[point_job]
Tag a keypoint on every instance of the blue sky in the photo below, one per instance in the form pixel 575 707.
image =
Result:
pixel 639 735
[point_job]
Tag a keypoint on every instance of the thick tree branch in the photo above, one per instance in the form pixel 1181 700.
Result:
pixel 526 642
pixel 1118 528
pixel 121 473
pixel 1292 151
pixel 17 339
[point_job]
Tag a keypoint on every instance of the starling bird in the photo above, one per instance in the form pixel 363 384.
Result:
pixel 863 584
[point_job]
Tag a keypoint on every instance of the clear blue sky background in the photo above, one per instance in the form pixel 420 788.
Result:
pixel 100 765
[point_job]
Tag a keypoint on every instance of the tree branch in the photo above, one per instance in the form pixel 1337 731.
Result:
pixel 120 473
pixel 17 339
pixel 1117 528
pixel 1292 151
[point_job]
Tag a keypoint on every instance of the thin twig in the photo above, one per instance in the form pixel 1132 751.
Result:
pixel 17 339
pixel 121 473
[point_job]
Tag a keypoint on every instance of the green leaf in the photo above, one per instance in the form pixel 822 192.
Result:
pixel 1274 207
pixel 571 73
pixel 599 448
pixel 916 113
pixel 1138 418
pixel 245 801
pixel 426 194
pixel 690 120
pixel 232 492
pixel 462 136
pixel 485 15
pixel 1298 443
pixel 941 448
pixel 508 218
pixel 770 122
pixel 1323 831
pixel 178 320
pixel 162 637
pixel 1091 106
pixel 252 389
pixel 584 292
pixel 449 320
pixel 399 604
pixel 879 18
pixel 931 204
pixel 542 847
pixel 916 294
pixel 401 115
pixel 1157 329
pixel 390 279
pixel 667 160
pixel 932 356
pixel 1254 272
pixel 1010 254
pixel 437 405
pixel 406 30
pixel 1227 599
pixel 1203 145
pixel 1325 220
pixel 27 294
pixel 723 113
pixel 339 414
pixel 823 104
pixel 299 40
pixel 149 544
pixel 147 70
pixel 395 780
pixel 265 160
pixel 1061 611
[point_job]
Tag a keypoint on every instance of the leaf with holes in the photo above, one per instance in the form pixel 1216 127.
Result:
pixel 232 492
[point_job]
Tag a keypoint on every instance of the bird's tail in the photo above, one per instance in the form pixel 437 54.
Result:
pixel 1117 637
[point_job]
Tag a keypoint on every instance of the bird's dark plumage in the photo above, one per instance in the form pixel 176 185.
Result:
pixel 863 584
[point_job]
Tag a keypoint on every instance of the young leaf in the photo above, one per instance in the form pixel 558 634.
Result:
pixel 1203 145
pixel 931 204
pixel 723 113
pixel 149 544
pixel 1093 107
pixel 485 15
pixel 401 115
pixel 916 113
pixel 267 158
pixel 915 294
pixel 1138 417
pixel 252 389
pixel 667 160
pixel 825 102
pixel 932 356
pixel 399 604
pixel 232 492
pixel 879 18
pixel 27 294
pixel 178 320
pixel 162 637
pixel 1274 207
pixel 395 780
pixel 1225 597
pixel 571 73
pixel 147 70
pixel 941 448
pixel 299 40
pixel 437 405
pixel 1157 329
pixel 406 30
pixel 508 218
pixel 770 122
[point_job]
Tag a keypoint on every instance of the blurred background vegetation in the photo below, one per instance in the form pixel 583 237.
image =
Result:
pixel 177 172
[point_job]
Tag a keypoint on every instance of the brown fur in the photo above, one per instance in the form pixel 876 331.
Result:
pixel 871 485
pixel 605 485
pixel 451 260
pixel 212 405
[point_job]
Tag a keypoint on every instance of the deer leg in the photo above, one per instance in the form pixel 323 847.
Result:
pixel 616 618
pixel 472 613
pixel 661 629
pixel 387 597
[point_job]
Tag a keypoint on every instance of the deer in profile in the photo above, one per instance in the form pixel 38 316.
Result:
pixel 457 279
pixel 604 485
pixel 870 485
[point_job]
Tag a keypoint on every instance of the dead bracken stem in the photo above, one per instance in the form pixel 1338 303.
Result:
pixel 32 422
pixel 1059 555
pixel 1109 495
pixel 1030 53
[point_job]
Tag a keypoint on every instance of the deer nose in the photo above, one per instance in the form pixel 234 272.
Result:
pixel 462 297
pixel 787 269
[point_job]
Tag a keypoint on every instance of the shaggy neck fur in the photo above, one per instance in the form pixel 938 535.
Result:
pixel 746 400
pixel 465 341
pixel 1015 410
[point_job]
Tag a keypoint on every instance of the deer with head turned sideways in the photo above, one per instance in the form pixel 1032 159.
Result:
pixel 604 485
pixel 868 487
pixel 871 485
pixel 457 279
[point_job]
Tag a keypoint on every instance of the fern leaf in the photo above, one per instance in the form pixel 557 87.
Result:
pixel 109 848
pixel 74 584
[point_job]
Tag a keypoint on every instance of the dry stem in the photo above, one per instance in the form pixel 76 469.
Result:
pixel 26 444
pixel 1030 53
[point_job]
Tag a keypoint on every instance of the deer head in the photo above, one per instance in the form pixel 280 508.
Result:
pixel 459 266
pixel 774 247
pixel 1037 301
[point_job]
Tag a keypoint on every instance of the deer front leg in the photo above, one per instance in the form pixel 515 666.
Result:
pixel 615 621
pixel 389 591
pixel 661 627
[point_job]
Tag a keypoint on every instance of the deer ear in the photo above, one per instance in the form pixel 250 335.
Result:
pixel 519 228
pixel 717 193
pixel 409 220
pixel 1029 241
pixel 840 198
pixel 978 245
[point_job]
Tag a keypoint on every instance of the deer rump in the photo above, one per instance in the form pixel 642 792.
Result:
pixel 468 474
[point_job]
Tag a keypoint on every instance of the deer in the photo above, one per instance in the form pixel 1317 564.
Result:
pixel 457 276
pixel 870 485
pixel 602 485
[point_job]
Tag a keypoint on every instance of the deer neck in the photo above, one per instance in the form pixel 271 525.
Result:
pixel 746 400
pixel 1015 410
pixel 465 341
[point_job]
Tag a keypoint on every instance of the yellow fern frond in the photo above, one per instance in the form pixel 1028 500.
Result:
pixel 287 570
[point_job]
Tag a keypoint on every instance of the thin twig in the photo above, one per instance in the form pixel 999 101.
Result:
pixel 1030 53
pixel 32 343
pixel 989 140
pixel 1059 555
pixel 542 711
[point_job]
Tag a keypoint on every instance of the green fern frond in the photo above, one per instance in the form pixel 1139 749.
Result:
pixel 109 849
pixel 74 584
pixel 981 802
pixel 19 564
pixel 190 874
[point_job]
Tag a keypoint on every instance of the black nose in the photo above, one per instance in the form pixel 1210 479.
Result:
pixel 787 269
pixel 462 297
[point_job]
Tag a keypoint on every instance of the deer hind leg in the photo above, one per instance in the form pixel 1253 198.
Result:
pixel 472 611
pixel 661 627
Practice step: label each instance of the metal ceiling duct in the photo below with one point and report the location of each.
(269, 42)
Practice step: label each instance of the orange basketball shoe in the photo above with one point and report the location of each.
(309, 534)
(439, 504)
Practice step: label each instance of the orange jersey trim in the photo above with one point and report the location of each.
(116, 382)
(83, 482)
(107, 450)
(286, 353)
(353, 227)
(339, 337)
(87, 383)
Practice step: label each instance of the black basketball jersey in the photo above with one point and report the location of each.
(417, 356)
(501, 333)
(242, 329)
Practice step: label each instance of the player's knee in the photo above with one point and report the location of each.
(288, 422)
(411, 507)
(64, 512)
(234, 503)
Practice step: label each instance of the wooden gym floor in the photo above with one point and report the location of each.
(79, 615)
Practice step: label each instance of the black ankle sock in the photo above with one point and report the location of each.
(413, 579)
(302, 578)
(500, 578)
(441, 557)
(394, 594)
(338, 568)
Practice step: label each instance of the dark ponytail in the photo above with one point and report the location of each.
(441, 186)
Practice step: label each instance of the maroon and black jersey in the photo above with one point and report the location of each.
----------------
Only the lines from the one with "Practice step: label each instance of the black basketball" through the last line of the records belong in the answer, each copied exactly.

> [Result]
Practice step: label each instance of the black basketball jersey in the photo above with one point and report the location of each.
(417, 356)
(501, 333)
(242, 329)
Practice step: label each instance of the player's knee in the photo above with one point and report the location of each.
(288, 422)
(411, 507)
(64, 512)
(234, 503)
Practice step: label each instance of the wooden gym floor in the photo above with one point and report the location of each.
(79, 615)
Practice step: label each instance of the black ankle sock in the photo above with one point and report the location of each.
(413, 579)
(302, 578)
(500, 578)
(441, 557)
(394, 594)
(338, 568)
Practice step: label each instance of the dark ponytail in the photo above with one point and report the location of each.
(441, 186)
Practice step: label each instance of the maroon and black jersey in the photo above with one point and report the location of each.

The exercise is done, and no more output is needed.